Activity 1.
Write out the rows of the collected data from the start through the line containing "89H51V87H50ZM50 89H49V90H50ZM49 90H48V91H49ZM48", both ends included.

Extract.
····················
= Harrold Brothers =

Harrold Brothers was a merchant and shipping company in South Australia in the second half of the 19th century, whose principals were brothers Joseph, Daniel and perhaps Henry Harrold, and succeeded by Joseph's sons Arthur, Eyston and Ernest.

==Foundation==

Joseph Harrold (22 October 1822 – c. 5 April 1891) was born in Olney, Buckinghamshire, son of miller Joseph and his wife Jane Harrold. An early trip in his adventurous life was to Cape Town, when he almost perished on a walking trip to Algoa Bay. He visited South Australia on the St. Helena in January 1844.

In 1847 he emigrated with his brother Daniel Harrold (1828 – 22 August 1873) on the Royal Archer, arriving in Adelaide in January 1848 and in June he took over Thomas Barnes' grocery store at 24 Hindley Street. By November they were describing themselves as grocers and ironmongers. In 1850 Joseph formed a partnership with John Slatter as Slatter and Harrold, millers and wheat merchants, with a flour mill "Adelaide Steam Mills" on Mill Street, Victoria Square. Around the end of 1852 a dispute arose between Slatter and Harrold Brothers which resulted in Slatter's withdrawal from the partnership.

A third brother, Henry C. Harrold arrived from London on the Gipsy Queen in August 1850, had an ironmongery business "Harrold and Co.", 18 Hindley Street in partnership with Charles Jenkins from 1863, was declared bankrupt in 1866.

In 1857 Joseph Harrold returned to England with his wife and two young sons, and set up a London branch of the firm in Great St. Helens, EC, very close to the Liverpool Street station, leaving the Adelaide end in the hands of his brother Daniel.

They held, in partnership with Walter Duffield as Duffield, Harrold and Company, Weinteriga station (between Menindee and Wilcannia, New South Wales) in 1859, and Outalpa Station, between Mannahill and Olary, South Australia around 1865. This partnership later included overseer William Hurd (c. 1836–1992).

==Second generation==

In 1873 Daniel died in 1873 and in late 1875 Joseph's sons Arthur and Ernest, born in Fullarton, South Australia but educated in England, returned to Adelaide to help run the business. A third brother, Leonard, had been admitted to the firm, and based in London. He visited Adelaide in 1875.

They divested the company of its pastoral interests; Hurd and Henry Foote (c. 1820–1893) purchased the Outalpa in 1876, and George Riddoch (c. 1843–1919) purchased the Weinteriga runs around the same time.

The firm expanded, becoming one of the largest shipping agents in the colony, with massive warehouses in Port Adelaide and Port Augusta and Port Pirie, and branches in Broken Hill, Sydney and Melbourne as well as London.
····················
Collected data.
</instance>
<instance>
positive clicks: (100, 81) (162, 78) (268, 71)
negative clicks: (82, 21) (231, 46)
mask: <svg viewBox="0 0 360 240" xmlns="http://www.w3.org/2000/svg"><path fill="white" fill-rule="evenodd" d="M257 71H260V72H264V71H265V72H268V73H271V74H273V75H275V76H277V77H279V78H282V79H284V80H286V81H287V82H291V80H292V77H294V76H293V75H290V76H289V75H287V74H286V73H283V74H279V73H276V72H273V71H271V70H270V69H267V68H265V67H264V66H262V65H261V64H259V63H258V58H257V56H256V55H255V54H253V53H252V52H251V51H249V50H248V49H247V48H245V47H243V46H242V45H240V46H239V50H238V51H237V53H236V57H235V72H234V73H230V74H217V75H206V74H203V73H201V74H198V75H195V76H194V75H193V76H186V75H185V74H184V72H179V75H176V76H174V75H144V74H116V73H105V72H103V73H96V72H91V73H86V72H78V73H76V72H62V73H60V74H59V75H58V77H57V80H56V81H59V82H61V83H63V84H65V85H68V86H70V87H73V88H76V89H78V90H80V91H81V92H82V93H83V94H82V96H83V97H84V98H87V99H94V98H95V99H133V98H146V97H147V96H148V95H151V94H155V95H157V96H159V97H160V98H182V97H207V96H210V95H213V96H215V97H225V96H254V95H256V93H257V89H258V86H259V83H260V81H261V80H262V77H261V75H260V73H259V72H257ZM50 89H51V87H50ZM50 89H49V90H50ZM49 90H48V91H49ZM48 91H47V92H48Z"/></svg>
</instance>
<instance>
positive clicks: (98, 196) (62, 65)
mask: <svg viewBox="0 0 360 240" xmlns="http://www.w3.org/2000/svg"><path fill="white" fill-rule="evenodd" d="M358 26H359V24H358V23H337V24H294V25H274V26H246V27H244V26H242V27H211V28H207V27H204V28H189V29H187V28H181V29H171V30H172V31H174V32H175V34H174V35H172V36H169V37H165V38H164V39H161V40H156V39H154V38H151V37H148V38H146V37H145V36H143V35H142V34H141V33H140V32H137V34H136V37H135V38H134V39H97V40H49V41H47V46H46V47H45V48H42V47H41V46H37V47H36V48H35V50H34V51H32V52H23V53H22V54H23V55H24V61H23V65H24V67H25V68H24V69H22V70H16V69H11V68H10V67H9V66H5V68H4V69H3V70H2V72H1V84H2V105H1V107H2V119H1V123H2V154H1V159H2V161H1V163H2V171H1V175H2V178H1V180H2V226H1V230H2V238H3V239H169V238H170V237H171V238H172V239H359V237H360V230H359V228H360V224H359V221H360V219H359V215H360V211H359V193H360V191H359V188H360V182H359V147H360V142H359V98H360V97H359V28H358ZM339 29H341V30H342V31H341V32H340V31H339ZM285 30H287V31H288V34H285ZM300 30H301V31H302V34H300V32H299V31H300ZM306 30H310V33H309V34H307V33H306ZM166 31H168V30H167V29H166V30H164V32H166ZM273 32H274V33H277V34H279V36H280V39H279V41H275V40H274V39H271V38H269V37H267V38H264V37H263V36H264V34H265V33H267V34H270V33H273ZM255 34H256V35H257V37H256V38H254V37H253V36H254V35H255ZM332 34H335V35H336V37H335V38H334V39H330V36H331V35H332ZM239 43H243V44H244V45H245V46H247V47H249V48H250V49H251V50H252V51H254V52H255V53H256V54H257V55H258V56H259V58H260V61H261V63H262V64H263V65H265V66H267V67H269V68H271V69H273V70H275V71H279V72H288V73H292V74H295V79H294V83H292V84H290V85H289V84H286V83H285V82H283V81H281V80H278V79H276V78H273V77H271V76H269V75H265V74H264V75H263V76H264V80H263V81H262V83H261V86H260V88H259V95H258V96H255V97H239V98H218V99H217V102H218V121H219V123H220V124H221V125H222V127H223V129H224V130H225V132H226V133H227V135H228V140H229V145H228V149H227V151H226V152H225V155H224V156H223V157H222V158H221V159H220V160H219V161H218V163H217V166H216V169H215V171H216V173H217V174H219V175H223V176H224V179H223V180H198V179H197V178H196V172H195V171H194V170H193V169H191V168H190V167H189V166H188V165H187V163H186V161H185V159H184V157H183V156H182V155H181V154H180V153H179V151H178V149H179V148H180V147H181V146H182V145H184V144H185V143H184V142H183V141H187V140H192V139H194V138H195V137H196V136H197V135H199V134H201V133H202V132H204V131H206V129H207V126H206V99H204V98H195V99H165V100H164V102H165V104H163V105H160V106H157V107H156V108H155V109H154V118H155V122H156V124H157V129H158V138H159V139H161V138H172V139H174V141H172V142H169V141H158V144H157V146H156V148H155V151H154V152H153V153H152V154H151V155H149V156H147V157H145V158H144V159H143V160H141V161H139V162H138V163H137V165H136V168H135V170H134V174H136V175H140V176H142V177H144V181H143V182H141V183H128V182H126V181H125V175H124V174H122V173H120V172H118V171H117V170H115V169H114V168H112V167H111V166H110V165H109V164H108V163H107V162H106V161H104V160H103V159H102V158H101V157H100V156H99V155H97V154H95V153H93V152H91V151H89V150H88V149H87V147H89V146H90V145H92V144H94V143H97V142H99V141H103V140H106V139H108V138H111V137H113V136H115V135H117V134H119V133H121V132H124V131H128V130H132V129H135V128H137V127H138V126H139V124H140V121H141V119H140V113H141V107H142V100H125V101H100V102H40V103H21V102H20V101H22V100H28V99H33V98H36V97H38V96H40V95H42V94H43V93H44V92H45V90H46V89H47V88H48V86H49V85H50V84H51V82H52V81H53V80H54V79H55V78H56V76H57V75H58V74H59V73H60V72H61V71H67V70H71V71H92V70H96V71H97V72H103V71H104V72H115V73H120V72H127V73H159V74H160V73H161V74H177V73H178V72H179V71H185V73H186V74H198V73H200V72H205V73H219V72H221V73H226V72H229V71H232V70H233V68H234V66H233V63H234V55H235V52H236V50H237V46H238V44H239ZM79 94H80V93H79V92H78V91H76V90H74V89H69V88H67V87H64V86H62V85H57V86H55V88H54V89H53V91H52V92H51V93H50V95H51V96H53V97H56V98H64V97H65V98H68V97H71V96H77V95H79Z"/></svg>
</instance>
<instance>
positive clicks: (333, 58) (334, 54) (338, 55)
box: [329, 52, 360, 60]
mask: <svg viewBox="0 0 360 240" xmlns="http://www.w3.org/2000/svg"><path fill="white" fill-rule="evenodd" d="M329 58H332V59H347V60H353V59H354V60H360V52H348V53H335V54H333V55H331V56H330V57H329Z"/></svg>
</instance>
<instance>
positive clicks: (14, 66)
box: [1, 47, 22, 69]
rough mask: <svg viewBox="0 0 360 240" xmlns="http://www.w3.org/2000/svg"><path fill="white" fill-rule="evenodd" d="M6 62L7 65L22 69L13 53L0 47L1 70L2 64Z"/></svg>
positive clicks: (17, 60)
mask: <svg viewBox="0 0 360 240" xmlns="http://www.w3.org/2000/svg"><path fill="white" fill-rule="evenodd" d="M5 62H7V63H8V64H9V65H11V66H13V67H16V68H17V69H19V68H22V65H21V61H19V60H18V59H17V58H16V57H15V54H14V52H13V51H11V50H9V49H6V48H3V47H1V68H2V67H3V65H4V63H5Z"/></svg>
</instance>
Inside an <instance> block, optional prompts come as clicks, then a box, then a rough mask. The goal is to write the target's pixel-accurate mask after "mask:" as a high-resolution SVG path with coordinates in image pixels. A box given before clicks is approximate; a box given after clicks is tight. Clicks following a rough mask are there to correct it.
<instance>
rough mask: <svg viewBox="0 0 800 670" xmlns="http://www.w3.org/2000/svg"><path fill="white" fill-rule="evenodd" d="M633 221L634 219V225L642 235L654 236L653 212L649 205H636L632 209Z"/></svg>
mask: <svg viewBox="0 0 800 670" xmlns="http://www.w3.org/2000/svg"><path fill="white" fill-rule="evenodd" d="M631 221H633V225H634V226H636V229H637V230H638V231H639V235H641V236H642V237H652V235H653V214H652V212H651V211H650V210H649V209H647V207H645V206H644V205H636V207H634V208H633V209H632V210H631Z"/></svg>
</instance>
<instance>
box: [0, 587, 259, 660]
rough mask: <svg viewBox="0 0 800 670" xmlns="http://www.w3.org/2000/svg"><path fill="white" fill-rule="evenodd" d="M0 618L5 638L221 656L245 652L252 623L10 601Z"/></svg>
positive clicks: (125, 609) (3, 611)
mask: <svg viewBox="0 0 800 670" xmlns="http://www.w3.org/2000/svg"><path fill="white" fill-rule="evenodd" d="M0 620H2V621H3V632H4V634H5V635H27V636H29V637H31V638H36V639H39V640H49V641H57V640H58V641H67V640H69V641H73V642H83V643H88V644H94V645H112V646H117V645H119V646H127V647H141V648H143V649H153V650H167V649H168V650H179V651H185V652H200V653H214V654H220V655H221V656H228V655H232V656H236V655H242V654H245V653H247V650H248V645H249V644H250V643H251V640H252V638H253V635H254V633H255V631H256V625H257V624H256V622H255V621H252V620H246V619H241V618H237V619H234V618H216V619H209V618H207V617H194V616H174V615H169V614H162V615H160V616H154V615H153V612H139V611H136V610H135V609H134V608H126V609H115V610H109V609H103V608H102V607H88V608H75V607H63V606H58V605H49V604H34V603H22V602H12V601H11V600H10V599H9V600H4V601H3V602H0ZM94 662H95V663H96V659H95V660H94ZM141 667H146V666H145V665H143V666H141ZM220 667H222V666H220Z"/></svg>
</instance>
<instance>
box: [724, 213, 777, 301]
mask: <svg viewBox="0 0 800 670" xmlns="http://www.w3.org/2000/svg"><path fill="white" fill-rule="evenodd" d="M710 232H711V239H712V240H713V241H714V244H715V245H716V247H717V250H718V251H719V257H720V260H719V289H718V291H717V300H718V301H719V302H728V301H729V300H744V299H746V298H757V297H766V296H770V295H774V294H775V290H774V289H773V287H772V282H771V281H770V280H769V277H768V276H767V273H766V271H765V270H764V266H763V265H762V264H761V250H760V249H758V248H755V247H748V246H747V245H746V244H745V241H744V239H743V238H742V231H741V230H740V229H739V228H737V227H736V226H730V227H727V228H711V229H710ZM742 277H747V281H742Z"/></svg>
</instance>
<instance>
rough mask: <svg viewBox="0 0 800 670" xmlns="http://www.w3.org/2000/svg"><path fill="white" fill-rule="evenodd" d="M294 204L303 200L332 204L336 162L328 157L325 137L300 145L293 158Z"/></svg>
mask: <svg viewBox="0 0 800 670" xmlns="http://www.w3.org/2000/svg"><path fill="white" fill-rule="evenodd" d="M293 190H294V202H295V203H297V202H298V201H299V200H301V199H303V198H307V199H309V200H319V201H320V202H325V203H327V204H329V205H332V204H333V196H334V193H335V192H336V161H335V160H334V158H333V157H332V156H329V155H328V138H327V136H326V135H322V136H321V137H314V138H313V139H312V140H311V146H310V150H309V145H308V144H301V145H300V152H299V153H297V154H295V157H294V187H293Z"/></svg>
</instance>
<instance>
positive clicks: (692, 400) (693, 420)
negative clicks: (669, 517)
····················
Activity 2.
Extend the Harrold Brothers article onward from its final sentence.

Final answer 1.
</instance>
<instance>
positive clicks: (100, 81) (162, 78) (268, 71)
negative clicks: (82, 21) (231, 46)
mask: <svg viewBox="0 0 360 240" xmlns="http://www.w3.org/2000/svg"><path fill="white" fill-rule="evenodd" d="M257 71H260V72H264V71H265V72H268V73H271V74H273V75H275V76H277V77H279V78H282V79H284V80H286V81H287V82H291V80H292V77H294V76H293V75H290V76H289V75H287V74H286V73H283V74H279V73H276V72H273V71H271V70H270V69H267V68H265V67H264V66H262V65H261V64H259V63H258V58H257V56H256V55H255V54H253V53H252V52H251V51H249V50H248V49H247V48H245V47H243V46H242V45H240V46H239V50H238V51H237V53H236V57H235V72H234V73H230V74H217V75H206V74H203V73H201V74H198V75H195V76H194V75H193V76H186V75H185V74H184V72H179V75H176V76H174V75H144V74H116V73H105V72H103V73H96V72H91V73H86V72H78V73H76V72H62V73H60V74H59V75H58V77H57V80H56V81H59V82H61V83H63V84H65V85H68V86H70V87H73V88H76V89H78V90H80V91H81V92H82V93H83V94H82V96H83V97H84V98H87V99H94V98H95V99H133V98H146V97H147V96H148V95H151V94H155V95H157V96H159V97H160V98H182V97H207V96H210V95H213V96H215V97H225V96H254V95H256V93H257V89H258V86H259V83H260V81H261V80H262V77H261V75H260V73H259V72H257ZM50 89H51V87H50ZM50 89H49V90H50ZM49 90H48V91H49ZM48 91H47V92H48Z"/></svg>

Final answer 2.
==Shipping==

Harrold Brothers founded the "Adelaide Line", later known as the "Harrold Line", carrying passengers and cargo between London and Adelaide, and around the Australian coast. Ships they either owned, part-owned or leased included:
- Channel Queen 1865–1870
- Alchymist 1866–1869
- Clodian 1866–1884
- George Shotton 1867–1876
- Chaa Sze 1868–1873
- St. Vincent 1868–1886 clipper
- City of Adelaide 1869–1886 clipper
- Gateside 1872–1876
- Glen Osmond 1872–1878
- Outalpa 1873–1879
- Nevada 1873–1880
- Barossa 1874–1891
- Barossa 1874–1896
- SS Glenelg 1875–1881, 1,300 tons register, 2,400 tons burthen; the first regular scheduled steamer between London and Adelaide.
- Myrtle Holme 1876–1896
- Wild Wave 1876–1896
- Runnymede 1876–1882
- Pekina 1877–1879
- Rodney 1877–1881
- John Rennie 1877–1890
- Brier Holme 1878–1896
- Eden Holme 1879–1894
- Gulf of Finland 1882, which was wrecked on Zuqar Island in November 1882.
- SS Karaweera 1882–1898
- Castle Holme 1883–1895
- SS Port Stephens of 2,208 tons, chartered in 1894, and carried trial shipment of live sheep.
and were agents for many other owners. including, from 1884 to 1896, Compagnie des Messageries Maritimes. They also had a presence on the River Murray in 1865 and 1866, with the paddle steamer Wentworth.

In 1882 they joined a consortium, the Adelaide Milling Company, with John Hart & Co., W. Duffield & Co., James Cowan & Co., and William Dening Glyde.

In 1894, they made a pioneering trial of live sheep export, by the steamer Port Stephens, which proved profitable.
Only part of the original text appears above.